* _Texto del ejercicio_
=-=-=

Pero no me moví. Me quedé muy quieta, mirando al público, que me lanzaba miraditas curiosas. Alguien soltó una risita. Y de pronto, yo también tuve deseos de reír. Sin que supiera cómo, la bolita de amargura en mi garganta se disolvió y me permitió respirar. ¿Por qué no podía ser libre? ¿Por qué no podía liberarme por completo de esa sensación persistente de frustración? ¿Por qué no admitir simplemente que no necesitaba hacer otra cosa que ser feliz?

- Pero ¿Qué haces niña torpe? - me gritó otra vez la profesora, esta vez en voz muy audible. Varios de los árboles de la derecha se volvierona a mirarla. Uno de los cisnes que bailaban sobre el escenario, perdió el ritmo para volver la cabeza - ¡Que vuelvas allí!

No lo hice, claro. En lugar de eso, tomé una bocanada de aire y arrojé al suelo las ramas de cartón y el tronco de cartulina mal pintada. Me quedé allí con mi mallita verde oscuro y el delicado tutu transparente en las caderas. Ahora sí, todo el público me miraba asombrado.

=-=-=

* _Datos proporcionados_
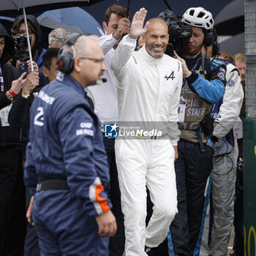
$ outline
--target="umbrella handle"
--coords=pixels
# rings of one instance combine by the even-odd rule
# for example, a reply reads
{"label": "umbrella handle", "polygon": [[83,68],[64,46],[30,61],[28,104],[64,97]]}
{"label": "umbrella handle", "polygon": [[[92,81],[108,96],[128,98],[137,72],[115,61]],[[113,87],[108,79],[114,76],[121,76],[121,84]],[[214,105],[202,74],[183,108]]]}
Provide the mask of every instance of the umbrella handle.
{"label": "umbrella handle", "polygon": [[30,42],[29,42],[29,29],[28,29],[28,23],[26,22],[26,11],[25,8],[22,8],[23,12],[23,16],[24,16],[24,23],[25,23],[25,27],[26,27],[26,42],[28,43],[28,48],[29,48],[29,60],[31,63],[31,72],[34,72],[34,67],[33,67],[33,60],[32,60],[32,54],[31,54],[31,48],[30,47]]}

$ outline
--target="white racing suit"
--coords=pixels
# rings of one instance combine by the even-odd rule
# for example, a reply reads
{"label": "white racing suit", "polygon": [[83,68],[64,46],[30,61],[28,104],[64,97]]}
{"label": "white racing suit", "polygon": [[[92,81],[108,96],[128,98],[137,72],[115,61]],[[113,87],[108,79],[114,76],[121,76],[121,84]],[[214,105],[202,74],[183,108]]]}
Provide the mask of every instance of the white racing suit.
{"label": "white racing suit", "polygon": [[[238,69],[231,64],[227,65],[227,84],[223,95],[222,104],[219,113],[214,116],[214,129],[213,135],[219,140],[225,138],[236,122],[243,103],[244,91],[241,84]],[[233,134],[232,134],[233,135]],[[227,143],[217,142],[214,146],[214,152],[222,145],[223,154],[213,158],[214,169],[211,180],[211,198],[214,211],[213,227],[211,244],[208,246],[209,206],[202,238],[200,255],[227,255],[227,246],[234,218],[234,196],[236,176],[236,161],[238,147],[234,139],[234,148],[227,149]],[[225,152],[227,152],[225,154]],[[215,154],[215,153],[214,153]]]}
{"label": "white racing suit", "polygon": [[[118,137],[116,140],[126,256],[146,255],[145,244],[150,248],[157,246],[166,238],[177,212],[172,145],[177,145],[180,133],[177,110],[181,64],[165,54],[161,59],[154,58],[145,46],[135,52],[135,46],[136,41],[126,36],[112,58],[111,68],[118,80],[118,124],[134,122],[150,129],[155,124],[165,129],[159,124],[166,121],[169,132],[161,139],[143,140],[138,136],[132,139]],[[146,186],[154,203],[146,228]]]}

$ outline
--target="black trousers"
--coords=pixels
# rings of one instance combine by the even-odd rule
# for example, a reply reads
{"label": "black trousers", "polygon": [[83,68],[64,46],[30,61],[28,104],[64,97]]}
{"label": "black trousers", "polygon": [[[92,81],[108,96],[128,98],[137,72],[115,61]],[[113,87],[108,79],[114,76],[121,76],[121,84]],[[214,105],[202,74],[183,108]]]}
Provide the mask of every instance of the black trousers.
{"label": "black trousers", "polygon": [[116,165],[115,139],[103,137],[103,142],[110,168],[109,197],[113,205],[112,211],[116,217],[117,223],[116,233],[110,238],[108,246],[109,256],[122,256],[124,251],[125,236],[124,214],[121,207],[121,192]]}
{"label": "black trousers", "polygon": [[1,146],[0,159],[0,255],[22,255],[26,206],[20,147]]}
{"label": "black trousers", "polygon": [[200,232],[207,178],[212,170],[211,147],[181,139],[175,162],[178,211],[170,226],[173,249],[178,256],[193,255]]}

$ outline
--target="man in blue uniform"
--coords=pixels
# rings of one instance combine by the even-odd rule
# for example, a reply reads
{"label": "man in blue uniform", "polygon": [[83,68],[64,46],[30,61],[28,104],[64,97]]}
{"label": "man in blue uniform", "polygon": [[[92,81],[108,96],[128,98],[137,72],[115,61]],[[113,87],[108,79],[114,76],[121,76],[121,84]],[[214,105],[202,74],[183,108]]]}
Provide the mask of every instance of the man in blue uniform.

=-=-=

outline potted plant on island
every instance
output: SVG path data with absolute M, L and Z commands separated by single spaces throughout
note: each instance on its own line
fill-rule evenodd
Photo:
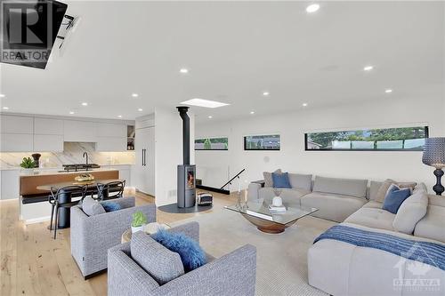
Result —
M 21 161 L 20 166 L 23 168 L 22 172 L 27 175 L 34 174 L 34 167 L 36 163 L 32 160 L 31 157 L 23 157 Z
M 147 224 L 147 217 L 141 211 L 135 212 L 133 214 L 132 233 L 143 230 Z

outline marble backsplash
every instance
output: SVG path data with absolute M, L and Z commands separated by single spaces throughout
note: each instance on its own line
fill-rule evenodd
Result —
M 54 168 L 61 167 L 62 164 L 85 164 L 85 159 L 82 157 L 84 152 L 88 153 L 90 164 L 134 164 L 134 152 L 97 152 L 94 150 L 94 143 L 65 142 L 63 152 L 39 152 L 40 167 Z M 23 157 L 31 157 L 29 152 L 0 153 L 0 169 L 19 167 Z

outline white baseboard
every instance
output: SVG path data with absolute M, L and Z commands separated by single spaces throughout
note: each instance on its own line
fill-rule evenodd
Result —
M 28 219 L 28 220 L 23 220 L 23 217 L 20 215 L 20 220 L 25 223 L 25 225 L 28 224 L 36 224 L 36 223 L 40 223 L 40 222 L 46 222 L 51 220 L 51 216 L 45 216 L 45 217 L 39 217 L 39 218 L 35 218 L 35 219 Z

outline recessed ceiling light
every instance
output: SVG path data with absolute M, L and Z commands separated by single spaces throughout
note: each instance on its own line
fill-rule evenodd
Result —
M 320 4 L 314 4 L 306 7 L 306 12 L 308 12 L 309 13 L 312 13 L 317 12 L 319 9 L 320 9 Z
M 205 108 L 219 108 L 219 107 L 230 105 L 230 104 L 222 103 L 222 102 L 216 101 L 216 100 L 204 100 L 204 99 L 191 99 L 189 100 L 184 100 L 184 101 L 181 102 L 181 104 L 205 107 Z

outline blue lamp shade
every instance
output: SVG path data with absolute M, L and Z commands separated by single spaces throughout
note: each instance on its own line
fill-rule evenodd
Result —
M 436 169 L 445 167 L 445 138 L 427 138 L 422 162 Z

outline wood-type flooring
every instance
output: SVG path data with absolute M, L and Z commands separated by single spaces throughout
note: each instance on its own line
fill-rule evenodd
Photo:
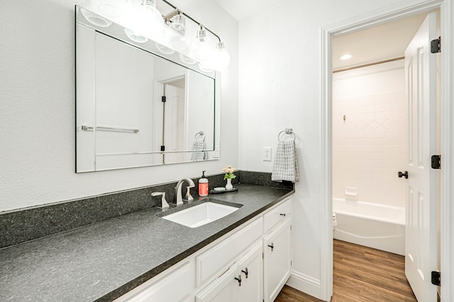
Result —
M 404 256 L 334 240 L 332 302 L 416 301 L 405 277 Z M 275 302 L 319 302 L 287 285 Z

=-=-=

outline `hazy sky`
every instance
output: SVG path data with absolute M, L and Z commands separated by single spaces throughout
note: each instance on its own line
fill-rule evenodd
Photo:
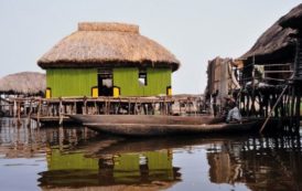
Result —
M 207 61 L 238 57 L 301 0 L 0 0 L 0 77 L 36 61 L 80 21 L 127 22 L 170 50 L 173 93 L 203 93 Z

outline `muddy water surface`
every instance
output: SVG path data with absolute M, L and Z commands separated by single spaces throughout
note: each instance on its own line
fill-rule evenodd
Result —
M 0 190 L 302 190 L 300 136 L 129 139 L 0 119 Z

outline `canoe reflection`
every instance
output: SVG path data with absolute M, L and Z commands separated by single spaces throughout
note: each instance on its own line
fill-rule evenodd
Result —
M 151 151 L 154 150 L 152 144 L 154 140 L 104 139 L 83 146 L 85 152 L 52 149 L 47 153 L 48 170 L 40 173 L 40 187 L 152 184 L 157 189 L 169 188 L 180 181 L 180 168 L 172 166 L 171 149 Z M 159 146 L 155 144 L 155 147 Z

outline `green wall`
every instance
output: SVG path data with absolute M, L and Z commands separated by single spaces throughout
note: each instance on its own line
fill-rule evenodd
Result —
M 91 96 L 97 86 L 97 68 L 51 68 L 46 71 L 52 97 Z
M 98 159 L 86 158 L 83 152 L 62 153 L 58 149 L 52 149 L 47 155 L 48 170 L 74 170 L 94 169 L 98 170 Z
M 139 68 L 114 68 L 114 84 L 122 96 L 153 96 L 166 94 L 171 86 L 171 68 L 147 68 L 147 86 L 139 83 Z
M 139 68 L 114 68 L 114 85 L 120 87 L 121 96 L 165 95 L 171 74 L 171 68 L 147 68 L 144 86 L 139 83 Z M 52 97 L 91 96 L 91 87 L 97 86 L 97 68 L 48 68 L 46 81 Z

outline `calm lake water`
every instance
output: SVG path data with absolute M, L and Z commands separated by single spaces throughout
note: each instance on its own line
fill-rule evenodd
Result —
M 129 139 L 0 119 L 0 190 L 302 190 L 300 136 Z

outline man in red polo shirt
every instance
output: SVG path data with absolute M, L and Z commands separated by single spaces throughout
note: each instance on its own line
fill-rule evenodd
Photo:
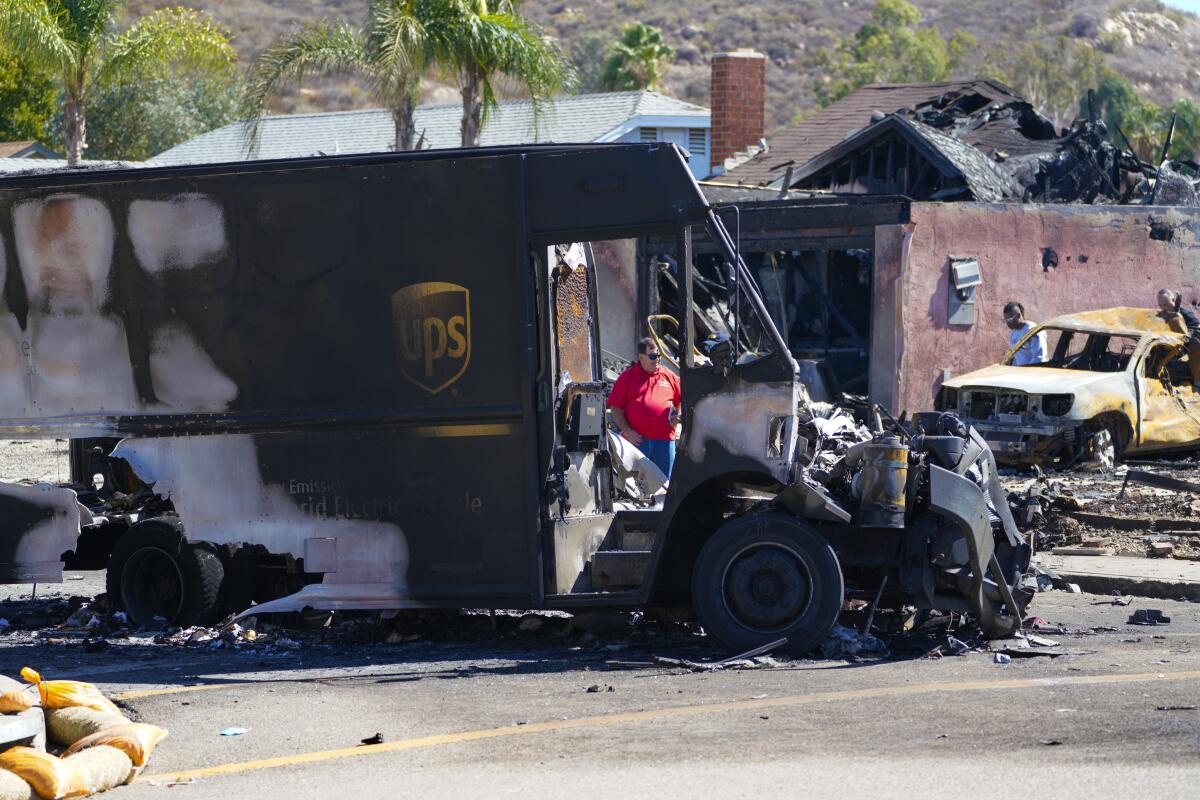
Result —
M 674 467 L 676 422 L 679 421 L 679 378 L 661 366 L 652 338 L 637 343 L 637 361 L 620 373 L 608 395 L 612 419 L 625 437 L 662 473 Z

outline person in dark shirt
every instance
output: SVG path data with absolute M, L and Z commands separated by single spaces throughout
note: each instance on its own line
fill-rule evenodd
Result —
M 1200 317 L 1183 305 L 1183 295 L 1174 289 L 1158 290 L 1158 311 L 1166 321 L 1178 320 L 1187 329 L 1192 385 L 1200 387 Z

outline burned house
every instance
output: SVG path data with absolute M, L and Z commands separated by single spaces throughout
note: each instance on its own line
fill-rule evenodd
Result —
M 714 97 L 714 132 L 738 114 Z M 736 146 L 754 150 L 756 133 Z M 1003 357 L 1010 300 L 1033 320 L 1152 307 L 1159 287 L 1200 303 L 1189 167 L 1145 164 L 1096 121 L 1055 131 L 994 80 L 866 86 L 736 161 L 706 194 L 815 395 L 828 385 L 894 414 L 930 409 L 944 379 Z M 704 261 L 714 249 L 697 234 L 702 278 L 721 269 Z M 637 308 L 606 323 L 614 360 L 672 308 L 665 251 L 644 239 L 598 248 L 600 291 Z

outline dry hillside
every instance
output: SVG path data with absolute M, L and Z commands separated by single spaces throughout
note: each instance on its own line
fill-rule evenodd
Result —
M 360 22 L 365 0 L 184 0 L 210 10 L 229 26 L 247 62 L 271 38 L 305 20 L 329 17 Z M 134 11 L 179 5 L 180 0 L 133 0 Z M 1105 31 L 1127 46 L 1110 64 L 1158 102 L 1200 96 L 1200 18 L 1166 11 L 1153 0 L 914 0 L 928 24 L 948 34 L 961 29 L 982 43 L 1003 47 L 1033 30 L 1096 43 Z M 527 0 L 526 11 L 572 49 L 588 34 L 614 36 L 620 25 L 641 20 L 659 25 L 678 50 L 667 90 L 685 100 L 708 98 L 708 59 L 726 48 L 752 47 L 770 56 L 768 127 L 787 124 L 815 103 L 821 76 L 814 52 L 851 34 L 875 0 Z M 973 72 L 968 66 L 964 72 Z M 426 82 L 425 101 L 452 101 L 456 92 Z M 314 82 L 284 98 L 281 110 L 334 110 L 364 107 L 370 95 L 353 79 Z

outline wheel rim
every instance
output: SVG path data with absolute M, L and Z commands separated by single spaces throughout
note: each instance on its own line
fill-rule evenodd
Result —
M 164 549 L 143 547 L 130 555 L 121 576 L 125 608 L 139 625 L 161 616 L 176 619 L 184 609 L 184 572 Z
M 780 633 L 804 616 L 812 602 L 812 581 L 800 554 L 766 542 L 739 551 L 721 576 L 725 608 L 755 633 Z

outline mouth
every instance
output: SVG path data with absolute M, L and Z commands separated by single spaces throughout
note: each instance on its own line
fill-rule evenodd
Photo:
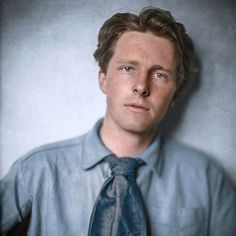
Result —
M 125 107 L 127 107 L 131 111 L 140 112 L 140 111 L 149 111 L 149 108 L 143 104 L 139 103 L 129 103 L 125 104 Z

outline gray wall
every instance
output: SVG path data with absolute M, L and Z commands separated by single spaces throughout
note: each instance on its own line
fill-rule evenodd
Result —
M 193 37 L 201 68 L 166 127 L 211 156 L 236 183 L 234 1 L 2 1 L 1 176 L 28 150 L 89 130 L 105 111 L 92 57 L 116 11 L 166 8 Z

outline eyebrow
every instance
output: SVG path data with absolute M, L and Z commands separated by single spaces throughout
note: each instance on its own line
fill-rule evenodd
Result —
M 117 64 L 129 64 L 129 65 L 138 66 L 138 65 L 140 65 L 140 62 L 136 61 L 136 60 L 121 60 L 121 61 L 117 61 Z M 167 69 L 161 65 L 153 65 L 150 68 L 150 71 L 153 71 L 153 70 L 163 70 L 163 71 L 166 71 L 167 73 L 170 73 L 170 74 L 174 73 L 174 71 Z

=-=-=

* _Actividades propuestas_
[a] Según el relato de la función de ballet, ¿qué arroja al suelo quien narra?
[b] Indica si cada afirmación coincide con el relato de la función de ballet y cita las palabras del relato que lo demuestran: (i) la profesora grita en voz muy audible; (ii) quien narra regresa a su sitio cuando se le ordena; (iii) uno de los cisnes pierde el ritmo.
[c] Retoma el relato de la función de ballet y continúalo a partir de su última oración.
El listado no guarda relación con el relato de la función de ballet.

* _Respuestas esperadas_
[a] Las ramas de cartón y el tronco de cartulina mal pintada.

[b]
(i) Sí: "me gritó otra vez la profesora, esta vez en voz muy audible".
(ii) No: "No lo hice, claro."
(iii) Sí: "Uno de los cisnes que bailaban sobre el escenario, perdió el ritmo para volver la cabeza".

[c]
Y comencé a bailar. Pero no con la elegancia refinada de una bailarina, sino con esa salvaje sensación de alegría que me producía sentir estaba rompiendo lo que fuera que me ataba a ese escenario y a la tristeza. Bailando con torpeza, tropezandome con mis pies y mi impulsividad. Girando con los brazos levantados hacia las luces del escenario, riendo a carcajadas. Bailando por primera vez, sin temor a equivocarme, sin desear impresionar a nadie. Bailando para encontrar un momento donde la alegría fuera un sólo pensamiento, que el poder de crear fuera algo más que una pulsión nociva. Y Bailé, riendo a carcajadas, dando saltos y riendo con el público, que sin entender que ocurría batía palmas y daba vitores. Bailé con la sensación que me despojaba del miedo, de la angustia, de algo muy pesado y duro que por años había llevado a todas partes. Bailé a carcajadas, bailé con toda la energía que fui capaz, bailé hasta que comencé a llorar y no sabía lo que hacía. Bailé hasta que el mundo se tornó un manchón muy ruidoso y  me sentí mareada y eufórica. Y aún así, feliz.

No recuerdo cuando llegó la profesora y me jaló de un brusco tirón hacia detrás del telón. Parecía furiosa, ofendida pero sobre todo, incapaz de comprender mi comportamiento.  Se inclinó para mirarme a los ojos con los suyos chispeante de reprobación.

- ¿Puedo saber que fue eso? - me recriminó con los dientes apretados. Suspiré.
- Se llama despedida.

Me miró boquiabierta mientras me desataba las zapatillas, me quitaba el tutu y la malla. Cuando me enfunde en mis jeans y camiseta, parecía más irritada que nunca.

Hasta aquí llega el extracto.